--- PAGE EXTRACT ---

***Submitted by Justine
I am in a committed relationship and am fortunate enough to be the mother of an amazing little boy. I am under no illusions about the fact I am an alcoholic. We have a lot to be grateful for and still, I drink. My partner is loving and generous and this is how I continue to behave.
I’ve always had a “problem” with alcohol. The writing was on the wall before I had my first drink. I grew up in an environment where binge drinking was accepted as the normal way to let your hair down and enjoy yourself. I was raised as a Catholic in an Australian rural area with a lot of Irish heritage (including the alcoholic relatives, priests & family friends!). As a child I remember most adults I knew drank to excess on Friday’s, Saturdays and whenever there was a social occasion. Everyone apart from mum.

--- RECORDS ---

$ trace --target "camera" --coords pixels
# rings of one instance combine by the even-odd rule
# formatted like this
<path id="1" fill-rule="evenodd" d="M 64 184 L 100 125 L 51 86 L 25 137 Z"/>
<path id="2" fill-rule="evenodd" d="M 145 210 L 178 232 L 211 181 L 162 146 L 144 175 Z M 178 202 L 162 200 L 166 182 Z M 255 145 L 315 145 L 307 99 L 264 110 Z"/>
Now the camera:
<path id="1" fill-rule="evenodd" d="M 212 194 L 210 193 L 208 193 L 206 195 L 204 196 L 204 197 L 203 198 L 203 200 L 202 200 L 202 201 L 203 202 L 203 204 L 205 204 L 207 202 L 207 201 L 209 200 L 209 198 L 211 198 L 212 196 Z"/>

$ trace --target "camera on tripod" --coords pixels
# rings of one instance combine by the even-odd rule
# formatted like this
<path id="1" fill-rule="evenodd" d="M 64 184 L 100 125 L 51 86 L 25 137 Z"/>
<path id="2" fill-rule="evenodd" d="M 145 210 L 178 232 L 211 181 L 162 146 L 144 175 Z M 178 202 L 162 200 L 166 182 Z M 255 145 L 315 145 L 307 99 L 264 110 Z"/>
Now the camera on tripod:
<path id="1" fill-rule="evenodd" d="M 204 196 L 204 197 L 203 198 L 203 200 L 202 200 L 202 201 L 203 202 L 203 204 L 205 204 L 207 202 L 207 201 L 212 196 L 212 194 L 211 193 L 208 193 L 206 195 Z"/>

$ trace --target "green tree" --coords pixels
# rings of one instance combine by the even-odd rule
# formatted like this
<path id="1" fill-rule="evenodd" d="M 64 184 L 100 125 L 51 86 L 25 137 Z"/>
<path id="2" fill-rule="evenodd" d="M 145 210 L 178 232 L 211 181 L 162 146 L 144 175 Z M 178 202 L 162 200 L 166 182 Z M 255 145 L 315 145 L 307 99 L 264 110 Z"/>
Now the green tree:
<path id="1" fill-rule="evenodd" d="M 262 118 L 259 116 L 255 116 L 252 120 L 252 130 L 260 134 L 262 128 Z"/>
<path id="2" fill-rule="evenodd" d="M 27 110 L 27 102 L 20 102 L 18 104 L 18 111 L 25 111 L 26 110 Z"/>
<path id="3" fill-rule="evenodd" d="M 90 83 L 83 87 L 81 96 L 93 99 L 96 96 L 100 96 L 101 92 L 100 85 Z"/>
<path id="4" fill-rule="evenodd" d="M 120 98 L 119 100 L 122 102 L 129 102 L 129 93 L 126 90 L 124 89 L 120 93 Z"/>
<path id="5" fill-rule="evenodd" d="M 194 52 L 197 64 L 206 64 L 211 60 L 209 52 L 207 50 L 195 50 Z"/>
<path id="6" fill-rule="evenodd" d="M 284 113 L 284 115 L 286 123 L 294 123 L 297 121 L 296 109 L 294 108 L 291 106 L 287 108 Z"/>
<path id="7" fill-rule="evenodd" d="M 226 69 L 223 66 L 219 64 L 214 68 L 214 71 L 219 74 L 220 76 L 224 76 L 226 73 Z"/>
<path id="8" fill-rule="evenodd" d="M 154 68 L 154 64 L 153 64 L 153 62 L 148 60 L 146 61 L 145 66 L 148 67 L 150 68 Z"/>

---

- [LIST OF TASKS]
A) According to the account of alcoholism, in what kind of area and what faith was the writer raised?
B) In the account of alcoholism, switch "binge drinking" to "heavy drinking" in the passage starting with "I’ve always had" and going on through "apart from mum.", and give that passage again.
The records have nothing to do with the text.

- [SET OF ANSWERS]
A) The writer was raised as a Catholic in an Australian rural area.

B)
I’ve always had a “problem” with alcohol. The writing was on the wall before I had my first drink. I grew up in an environment where heavy drinking was accepted as the normal way to let your hair down and enjoy yourself. I was raised as a Catholic in an Australian rural area with a lot of Irish heritage (including the alcoholic relatives, priests & family friends!). As a child I remember most adults I knew drank to excess on Friday’s, Saturdays and whenever there was a social occasion. Everyone apart from mum.